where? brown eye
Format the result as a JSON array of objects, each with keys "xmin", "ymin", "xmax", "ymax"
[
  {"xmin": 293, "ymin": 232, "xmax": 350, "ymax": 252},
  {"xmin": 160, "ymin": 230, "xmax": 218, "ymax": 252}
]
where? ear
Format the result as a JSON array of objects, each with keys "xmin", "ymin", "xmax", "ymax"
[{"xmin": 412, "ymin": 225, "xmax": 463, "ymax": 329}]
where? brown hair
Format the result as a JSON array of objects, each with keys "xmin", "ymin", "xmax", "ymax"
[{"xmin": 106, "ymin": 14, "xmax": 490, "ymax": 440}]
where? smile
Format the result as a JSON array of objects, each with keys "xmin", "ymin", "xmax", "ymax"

- **EXERCISE AIM**: Copy the material above word for word, line by line, with nothing changed or left out.

- **EXERCISE RESULT**:
where? brown eye
Format the result as a JSON array of objects, each with keys "xmin", "ymin", "xmax", "ymax"
[
  {"xmin": 293, "ymin": 232, "xmax": 350, "ymax": 252},
  {"xmin": 160, "ymin": 230, "xmax": 218, "ymax": 252}
]
where? ear
Format the result as a JSON array of objects, each with keys "xmin", "ymin", "xmax", "ymax"
[{"xmin": 412, "ymin": 225, "xmax": 463, "ymax": 329}]
where? brown hair
Format the result as a JSON array of objects, each with keys "xmin", "ymin", "xmax", "ymax"
[{"xmin": 106, "ymin": 14, "xmax": 490, "ymax": 440}]
where? smile
Format the result as a JSON array of objects, each with keys "xmin", "ymin", "xmax", "ymax"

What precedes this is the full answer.